-- start EXCERPT PROVIDED --
The above ODE is a linear equation. Rearrangement gives:
$\displaystyle \dfrac{du}{dt} + ku = k(T_0 + T_1\cos{wt})$.

This linear ODE has integrating factor $\displaystyle e^{\int k dt} = e^{kt}$.

Therefore, $\displaystyle \dfrac{d}{dt}(e^{kt}u) = e^{kt}k(T_0 + T_1\cos{wt})$

$\displaystyle \Rightarrow (e^{kt}u)=k\left(\int T_0e^{kt} dt + \int T_1\cos{wt} dt \right)$

$\displaystyle \Rightarrow (e^{kt}u)=k\left(T_0\frac{e^{kt}}{k} + T_1\frac{\sin{wt}}{w} \right)$ + C, where C has absorbed the product of integration constants from both integrals with $\displaystyle k$.

$\displaystyle \Rightarrow u = T_0 - T_1\dfrac{k\sin{wt}}{we^{kt}} + Ce^{-kt}$.

However, the given answer is: $\displaystyle u(t) = ce^{-kt} + T_0 + \frac{kT_1}{k^2 + w^2}(k\cos{wt} + w\sin{wt})$

2. Originally Posted by scherz0
Dear all,

I'm having some trouble with the following question involving modelling with a first-order differential equation. My solution is below but it differs from the given answer. I also can't see where I might have erred.

Thank you.
-- end EXCERPT PROVIDED --
-- start SUPPLIED INFORMATION --
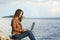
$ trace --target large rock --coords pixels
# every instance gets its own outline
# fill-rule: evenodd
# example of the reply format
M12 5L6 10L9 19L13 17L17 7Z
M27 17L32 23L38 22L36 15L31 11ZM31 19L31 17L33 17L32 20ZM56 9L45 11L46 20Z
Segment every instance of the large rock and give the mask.
M9 35L5 34L4 32L0 31L0 40L11 40Z

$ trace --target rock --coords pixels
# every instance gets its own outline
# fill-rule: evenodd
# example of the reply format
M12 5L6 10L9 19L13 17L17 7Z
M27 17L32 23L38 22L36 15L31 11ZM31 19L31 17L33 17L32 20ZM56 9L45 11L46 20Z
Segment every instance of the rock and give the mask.
M10 37L9 37L9 35L5 34L2 31L0 31L0 40L10 40Z

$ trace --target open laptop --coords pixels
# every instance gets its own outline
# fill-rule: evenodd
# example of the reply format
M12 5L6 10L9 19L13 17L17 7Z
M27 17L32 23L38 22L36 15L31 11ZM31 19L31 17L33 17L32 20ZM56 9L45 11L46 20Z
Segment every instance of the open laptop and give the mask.
M30 29L30 31L32 31L32 30L33 30L33 28L34 28L34 25L35 25L35 22L33 22L33 23L32 23L32 26L31 26L31 29Z

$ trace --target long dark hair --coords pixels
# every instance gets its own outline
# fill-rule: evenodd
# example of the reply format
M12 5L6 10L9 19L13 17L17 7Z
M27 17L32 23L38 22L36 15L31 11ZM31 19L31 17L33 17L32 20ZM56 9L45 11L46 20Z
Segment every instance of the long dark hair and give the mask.
M21 9L17 9L13 17L18 17L21 12L22 12L22 15L23 15L23 11Z

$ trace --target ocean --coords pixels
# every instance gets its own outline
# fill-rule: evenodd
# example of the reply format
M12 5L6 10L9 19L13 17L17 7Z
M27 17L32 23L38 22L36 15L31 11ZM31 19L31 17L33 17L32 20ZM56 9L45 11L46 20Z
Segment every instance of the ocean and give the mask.
M8 35L11 35L11 19L0 18L0 30ZM33 22L35 22L35 26L32 33L36 40L60 40L60 19L24 18L22 20L23 28L30 30Z

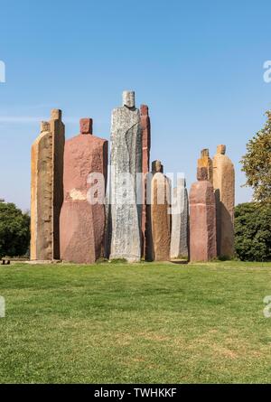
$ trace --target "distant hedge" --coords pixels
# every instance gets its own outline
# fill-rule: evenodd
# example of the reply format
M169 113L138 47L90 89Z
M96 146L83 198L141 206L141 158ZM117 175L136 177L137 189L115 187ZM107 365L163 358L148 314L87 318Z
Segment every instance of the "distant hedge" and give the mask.
M30 216L13 203L0 202L0 257L23 256L29 250Z
M236 207L235 248L242 261L271 260L271 207L256 202Z

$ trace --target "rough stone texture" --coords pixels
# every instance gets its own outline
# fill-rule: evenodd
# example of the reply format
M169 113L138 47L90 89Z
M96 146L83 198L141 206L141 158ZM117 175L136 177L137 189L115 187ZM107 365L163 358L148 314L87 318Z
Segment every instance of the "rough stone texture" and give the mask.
-- end SUPPLIED INFORMATION --
__THINGS TO DO__.
**A.** Answer these about the differential equation post, one line each:
(i) What kind of equation is the ODE said to be?
(ii) What integrating factor does the post use?
(iii) What kind of differential equation does the poster say the modeling question involves?
**B.** Summarize the differential equation post in two sentences.
**C.** Continue the differential equation post from its final line.
The lines come from a separate source.

__RESPONSES__.
**A.**
(i) A linear equation.
(ii) $e^{kt}$.
(iii) A first-order differential equation.

**B.** A poster working on a modeling question with a first-order differential equation rearranges the linear ODE as $\dfrac{du}{dt} + ku = k(T_0 + T_1\cos{wt})$, applies the integrating factor $e^{kt}$, and works through to an expression for $u$. That result differs from the given answer, and the poster can't see where the error might be.

**C.**
----

18. Consider an insulated box (a building, perhaps) with internal temperature $\displaystyle u(t)$. According to Newton's law of cooling, $\displaystyle u$ satisfies the differential equation

$\displaystyle \cfrac{du}{dt} = -k[u - T(t)]$,

where $\displaystyle T(t)$ is the external temperature. Suppose that $\displaystyle T(t)$ varies sinusoidally; assume that $\displaystyle T(t) = T_0 + T_1cos(wt)$

a) Solve the differential equation above and express $\displaystyle u(t)$ in terms of $\displaystyle t,k,T_0,T_1, w$.

My solution:

The above ODE is a linear equation. Rearrangement gives:
$\displaystyle \cfrac{du}{dt} + ku = k(T_0 + T_1\cos{wt})$.
This linear ODE has integrating factor $\displaystyle e^{\int k dt} = e^{kt}$.
Therefore, $\displaystyle \frac{d}{dt}(e^{kt}u) = e^{kt}k(T_0 + T_1\cos{wt})$
$\displaystyle \Rightarrow (e^{kt}u)=k(\int T_0e^{kt} dt + \int T_1\cos{wt} dt)$
This step is incorrect. The exponential multiplies the trig function integral as well.

$\displaystyle \Rightarrow u = T_0e^{kt} - T_1\frac{\sin{wt}}{wk}$.

However, the given answer is: $\displaystyle u(t) = ce^{-kt} + T_0 + \frac{kT_1}{k^2 + w^2}(k\cos{wt} + w\sin{wt})$

3. Thanks for your reply, ackbeet. I've since corrected my solution, but it still differs from the given answer.

5. Thanks for your reply, ackbeet. I've shown my integral evaluations. But I still don't understand the difference between my solution and the given answer.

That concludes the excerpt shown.